**EXTRACT TO READ:**
-- start --
- Directed by: Lana Gogoberidze
- Written by: Lana Gogoberidze Zaira Arsenishvili
- Starring: Daredjan Kharshiladze
- Cinematography: Nugzar Erkomaishvili
- Music by: Giya Kancheli
- Release date: May 1984;
- Running time: 138 minutes
- Country: Soviet Union
- Languages: Russian, Georgian

= Day Is Longer Than Night =

1984 film

Day Is Longer Than Night (დღეს ღამე უთენებია) is a 1984 Soviet drama film directed by Lana Gogoberidze. It was entered into the 1984 Cannes Film Festival.

==Plot==
The film tells the story of a woman's difficult fate. For eighty years Eva spent her life in a Georgian mountain village. There she married Georgiy the shepherd, who soon died, possibly murdered. After this she married Spyridon out of compassion for his lonesome, gloomy lost soul. In her native village Eva lived through the Russian Revolution and Russian Civil War, the NEP and the collectivization.

And now Eva lives in a deserted village. Most of the villagers move to the city where living is simpler and easier and life is always seething. And even the mother of Eva's beloved grandson who has come from the city, wants to take him away with her. But the boy remains with his grandmother who believes that the village where their ancestors lived will be reborn.
-- end --
**WHAT YOU HAVE TO DO:** Print the part of the film article starting at "And now Eva" and ending at "will be reborn.", word for word. You won't need the data that comes after this.

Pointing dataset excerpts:
-- start --
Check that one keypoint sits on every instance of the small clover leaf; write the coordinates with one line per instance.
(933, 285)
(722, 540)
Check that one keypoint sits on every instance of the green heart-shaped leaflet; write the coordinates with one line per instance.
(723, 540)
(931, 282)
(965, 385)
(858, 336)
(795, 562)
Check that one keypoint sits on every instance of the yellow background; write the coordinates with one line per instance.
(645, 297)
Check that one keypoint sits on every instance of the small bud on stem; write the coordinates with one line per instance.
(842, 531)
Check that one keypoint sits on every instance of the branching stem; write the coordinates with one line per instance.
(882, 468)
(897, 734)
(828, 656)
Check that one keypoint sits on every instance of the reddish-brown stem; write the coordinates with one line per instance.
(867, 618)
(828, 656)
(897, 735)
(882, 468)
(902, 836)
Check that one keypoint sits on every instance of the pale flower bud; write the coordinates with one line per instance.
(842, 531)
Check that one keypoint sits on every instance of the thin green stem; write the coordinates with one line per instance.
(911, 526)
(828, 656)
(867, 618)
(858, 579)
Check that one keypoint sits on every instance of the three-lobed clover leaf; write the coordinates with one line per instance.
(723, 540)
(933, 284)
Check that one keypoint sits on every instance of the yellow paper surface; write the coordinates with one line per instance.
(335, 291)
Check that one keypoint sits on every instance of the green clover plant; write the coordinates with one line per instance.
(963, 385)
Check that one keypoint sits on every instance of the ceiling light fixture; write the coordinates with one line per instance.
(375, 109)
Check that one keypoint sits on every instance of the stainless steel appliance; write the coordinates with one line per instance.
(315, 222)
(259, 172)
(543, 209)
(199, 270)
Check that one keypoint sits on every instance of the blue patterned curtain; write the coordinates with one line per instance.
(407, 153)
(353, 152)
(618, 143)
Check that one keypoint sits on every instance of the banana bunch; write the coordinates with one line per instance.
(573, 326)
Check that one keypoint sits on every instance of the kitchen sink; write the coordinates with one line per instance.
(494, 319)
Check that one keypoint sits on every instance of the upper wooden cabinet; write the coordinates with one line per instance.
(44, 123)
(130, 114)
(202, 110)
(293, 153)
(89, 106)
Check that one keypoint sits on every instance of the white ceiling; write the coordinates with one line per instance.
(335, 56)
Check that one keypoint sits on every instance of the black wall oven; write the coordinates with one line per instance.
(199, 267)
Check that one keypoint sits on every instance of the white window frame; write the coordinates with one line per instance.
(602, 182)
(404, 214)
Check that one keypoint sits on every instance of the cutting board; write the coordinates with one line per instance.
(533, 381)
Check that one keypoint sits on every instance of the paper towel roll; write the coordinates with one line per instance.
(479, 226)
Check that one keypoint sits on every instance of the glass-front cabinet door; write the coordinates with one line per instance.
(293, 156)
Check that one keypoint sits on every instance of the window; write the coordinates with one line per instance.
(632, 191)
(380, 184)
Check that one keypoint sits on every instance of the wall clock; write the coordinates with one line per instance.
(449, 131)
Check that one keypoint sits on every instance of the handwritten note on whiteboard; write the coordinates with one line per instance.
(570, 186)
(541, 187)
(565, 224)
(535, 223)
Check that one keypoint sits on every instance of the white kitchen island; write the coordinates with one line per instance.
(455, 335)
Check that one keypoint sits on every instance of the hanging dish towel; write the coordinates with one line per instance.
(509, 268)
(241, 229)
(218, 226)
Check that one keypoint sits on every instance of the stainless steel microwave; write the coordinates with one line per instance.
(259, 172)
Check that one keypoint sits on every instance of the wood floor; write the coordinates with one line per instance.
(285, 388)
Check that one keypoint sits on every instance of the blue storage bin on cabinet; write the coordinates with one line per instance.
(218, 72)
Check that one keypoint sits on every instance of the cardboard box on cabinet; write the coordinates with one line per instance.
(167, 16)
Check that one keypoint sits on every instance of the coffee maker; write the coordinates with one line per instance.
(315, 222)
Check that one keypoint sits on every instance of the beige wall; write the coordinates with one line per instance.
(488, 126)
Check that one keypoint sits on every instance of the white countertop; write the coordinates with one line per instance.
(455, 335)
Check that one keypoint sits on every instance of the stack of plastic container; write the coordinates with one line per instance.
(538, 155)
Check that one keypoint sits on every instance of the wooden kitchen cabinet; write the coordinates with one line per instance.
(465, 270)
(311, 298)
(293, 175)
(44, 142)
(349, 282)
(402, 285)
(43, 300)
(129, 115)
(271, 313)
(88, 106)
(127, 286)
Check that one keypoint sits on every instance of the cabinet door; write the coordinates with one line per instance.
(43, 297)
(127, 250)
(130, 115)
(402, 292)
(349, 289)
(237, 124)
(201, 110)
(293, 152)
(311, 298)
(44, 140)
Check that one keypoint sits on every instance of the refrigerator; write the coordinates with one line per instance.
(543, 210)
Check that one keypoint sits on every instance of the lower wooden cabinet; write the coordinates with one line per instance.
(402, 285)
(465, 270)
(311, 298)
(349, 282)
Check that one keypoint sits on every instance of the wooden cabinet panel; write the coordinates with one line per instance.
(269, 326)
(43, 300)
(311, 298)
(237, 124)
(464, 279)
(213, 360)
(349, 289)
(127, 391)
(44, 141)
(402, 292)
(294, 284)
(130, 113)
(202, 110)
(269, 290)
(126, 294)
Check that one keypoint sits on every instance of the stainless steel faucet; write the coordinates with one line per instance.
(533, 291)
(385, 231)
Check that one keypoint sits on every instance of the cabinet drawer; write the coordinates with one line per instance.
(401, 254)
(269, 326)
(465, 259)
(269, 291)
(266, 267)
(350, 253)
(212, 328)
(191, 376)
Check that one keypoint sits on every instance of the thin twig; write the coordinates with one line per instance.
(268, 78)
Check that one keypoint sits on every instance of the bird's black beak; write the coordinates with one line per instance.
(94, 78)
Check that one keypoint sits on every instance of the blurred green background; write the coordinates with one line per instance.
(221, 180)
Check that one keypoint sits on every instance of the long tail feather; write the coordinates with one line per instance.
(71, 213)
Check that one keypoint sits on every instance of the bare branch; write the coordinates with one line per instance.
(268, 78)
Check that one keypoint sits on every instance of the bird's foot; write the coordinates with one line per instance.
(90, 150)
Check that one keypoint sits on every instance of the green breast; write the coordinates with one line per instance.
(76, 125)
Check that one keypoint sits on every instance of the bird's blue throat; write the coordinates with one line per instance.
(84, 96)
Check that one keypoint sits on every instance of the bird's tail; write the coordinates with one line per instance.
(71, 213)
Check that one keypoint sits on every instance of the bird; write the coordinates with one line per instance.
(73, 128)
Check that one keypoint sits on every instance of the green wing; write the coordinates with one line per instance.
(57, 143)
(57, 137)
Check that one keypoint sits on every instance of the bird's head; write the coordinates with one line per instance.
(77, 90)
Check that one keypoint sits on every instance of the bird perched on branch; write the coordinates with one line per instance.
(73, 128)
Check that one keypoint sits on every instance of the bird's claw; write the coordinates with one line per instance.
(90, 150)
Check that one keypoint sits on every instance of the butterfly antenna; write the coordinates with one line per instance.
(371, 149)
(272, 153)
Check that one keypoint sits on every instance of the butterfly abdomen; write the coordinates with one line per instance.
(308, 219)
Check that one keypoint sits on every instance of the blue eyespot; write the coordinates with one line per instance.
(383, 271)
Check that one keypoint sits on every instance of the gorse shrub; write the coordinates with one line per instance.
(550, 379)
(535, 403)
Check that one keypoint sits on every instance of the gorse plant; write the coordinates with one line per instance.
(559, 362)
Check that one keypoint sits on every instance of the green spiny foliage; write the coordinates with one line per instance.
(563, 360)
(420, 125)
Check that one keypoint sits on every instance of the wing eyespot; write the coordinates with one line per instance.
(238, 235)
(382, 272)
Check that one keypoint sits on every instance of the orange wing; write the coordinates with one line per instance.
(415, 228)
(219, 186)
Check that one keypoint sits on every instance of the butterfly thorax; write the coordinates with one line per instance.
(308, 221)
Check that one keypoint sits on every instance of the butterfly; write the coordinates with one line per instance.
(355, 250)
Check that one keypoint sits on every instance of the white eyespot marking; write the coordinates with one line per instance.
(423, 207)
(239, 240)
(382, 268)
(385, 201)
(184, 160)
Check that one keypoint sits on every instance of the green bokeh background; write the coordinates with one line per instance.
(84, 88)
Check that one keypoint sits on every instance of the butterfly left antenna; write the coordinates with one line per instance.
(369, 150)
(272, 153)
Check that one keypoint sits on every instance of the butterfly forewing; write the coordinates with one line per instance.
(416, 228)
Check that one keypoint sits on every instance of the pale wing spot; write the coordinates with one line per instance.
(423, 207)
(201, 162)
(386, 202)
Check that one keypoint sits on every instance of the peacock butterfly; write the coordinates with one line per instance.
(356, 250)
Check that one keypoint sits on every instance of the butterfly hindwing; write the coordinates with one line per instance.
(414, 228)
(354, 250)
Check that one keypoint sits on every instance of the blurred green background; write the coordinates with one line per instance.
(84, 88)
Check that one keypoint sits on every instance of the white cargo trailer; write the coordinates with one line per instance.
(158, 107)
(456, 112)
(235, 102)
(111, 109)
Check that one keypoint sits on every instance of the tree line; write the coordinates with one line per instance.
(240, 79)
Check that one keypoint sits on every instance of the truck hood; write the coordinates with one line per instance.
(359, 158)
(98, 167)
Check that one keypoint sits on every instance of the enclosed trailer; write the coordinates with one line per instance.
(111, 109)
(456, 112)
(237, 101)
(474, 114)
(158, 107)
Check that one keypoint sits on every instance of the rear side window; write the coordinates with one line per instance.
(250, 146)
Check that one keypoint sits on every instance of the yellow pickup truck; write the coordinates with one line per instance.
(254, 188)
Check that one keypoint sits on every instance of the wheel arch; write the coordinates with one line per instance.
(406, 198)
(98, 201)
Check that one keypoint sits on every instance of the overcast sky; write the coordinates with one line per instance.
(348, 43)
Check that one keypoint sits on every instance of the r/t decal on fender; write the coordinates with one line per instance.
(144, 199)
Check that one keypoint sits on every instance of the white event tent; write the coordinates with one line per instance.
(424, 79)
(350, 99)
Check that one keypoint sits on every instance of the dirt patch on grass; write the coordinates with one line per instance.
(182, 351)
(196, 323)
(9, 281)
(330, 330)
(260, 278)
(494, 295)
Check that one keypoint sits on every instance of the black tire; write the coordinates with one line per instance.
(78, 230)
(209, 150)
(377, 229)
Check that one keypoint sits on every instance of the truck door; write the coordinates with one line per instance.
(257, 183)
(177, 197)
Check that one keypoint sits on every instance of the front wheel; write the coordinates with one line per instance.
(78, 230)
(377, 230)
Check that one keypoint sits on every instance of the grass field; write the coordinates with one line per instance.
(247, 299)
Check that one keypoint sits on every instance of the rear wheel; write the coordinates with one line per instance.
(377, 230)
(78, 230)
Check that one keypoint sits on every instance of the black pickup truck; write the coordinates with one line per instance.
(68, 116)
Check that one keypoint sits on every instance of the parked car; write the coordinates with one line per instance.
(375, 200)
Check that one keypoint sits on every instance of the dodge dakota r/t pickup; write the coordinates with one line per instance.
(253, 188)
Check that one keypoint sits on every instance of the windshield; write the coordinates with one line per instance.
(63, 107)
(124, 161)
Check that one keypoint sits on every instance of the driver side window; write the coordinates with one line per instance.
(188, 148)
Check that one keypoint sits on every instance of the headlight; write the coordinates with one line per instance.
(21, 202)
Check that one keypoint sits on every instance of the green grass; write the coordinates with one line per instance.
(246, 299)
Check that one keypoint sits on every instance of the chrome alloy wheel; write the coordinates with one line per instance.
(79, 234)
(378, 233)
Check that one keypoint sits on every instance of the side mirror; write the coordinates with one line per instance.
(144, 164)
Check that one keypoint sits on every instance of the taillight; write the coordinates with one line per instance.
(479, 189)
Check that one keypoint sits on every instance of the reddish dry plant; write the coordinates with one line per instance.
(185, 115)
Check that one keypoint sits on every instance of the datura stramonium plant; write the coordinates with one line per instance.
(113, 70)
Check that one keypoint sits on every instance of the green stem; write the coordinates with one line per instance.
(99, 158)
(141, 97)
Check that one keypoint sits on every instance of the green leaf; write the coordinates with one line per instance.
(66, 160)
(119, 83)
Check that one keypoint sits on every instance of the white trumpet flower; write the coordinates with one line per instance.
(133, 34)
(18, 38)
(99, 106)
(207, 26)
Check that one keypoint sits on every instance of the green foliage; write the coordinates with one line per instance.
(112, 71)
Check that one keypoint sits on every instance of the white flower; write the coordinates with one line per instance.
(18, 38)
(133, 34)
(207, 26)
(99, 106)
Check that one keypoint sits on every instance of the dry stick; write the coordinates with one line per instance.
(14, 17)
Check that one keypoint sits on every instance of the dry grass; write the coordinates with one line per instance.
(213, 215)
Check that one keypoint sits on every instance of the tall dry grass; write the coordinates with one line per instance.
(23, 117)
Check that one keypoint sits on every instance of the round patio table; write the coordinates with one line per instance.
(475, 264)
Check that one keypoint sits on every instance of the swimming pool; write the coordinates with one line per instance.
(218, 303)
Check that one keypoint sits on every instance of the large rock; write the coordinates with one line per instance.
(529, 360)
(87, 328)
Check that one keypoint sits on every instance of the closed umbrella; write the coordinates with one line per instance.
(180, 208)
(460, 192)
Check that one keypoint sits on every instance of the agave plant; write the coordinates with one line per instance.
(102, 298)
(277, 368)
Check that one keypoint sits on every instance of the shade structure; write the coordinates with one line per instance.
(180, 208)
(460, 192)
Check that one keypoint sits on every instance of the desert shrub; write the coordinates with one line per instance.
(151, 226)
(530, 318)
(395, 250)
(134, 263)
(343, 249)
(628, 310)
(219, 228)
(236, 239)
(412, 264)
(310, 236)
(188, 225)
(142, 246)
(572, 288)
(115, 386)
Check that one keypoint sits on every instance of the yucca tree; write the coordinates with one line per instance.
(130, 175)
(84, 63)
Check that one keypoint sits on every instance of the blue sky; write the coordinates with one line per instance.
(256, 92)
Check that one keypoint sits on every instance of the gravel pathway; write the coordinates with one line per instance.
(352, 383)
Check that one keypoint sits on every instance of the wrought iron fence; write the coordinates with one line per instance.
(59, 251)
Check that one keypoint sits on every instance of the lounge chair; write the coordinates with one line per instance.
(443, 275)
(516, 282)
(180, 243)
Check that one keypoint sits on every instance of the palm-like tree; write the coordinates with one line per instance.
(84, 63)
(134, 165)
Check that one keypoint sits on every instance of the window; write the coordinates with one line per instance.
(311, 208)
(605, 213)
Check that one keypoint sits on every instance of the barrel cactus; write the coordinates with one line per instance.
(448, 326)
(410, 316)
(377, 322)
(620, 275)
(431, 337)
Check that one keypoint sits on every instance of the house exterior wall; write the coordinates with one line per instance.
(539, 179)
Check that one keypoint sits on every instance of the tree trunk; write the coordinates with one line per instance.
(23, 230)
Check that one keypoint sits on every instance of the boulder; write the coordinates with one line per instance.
-- end --
**COMPLETE RESPONSE:**
And now Eva lives in a deserted village. Most of the villagers move to the city where living is simpler and easier and life is always seething. And even the mother of Eva's beloved grandson who has come from the city, wants to take him away with her. But the boy remains with his grandmother who believes that the village where their ancestors lived will be reborn.